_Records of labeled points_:
>>>>>
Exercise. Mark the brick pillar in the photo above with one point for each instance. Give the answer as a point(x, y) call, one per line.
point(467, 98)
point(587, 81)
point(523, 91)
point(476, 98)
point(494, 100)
<<<<<
_REQUIREMENTS_: Copy out all of the records above, requests included, and shift every point by adding 53 to both its x and y coordinates.

_WRITTEN ANSWER_:
Exercise. Mark the brick pillar in the photo above with one point for each instance. Give the answer as a point(x, y) call, one per line.
point(520, 151)
point(640, 134)
point(576, 144)
point(529, 151)
point(547, 153)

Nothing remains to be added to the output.